◆ **REQUIRED WORK**
Pick out each line of the records that contains the word "frame" and copy it.

◆ **AVAILABLE DATA**
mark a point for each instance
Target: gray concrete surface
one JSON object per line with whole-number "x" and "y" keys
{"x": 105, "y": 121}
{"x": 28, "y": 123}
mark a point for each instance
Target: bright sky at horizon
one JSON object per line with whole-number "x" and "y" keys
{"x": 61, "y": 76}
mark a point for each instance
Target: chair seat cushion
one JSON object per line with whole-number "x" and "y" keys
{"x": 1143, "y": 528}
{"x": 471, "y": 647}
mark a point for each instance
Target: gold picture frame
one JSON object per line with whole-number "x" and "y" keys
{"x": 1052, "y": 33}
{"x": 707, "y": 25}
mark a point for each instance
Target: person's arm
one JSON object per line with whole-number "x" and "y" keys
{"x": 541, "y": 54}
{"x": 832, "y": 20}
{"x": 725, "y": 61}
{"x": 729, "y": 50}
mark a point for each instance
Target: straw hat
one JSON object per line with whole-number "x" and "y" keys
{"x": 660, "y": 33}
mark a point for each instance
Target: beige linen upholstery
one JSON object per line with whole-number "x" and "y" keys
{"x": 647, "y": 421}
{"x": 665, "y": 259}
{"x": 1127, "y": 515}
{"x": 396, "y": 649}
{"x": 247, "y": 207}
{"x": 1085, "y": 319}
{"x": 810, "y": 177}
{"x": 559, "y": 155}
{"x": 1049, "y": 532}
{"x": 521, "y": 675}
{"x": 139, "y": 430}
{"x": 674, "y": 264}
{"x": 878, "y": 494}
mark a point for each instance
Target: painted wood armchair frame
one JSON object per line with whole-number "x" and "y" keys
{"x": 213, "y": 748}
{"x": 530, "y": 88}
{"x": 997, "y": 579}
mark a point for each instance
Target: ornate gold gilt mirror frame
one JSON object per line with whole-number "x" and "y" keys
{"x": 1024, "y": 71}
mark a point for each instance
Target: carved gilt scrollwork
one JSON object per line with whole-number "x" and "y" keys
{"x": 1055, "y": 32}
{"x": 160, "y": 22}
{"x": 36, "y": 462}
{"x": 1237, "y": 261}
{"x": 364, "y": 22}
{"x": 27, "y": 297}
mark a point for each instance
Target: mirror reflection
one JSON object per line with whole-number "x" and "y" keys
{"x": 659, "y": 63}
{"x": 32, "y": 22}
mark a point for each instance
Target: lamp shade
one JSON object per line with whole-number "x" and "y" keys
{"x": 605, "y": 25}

◆ **RESULT OF THIS TASK**
Target: gold picture frame
Target: painted wood armchair frame
Target: ornate gold gilt mirror frame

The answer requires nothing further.